PROBLEM> In your reply, reproduce every line of the data without any alteration.
■ ■ ■ ■
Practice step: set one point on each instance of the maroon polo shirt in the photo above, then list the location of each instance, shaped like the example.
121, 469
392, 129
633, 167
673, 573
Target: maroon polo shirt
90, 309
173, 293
■ ■ ■ ■
ANSWER TO THIS TASK>
Practice step: set one point on each instance of the maroon polo shirt in the photo above, then list the location of each instance, shaped like the example.
121, 469
392, 129
633, 167
673, 573
Target: maroon polo shirt
90, 309
173, 293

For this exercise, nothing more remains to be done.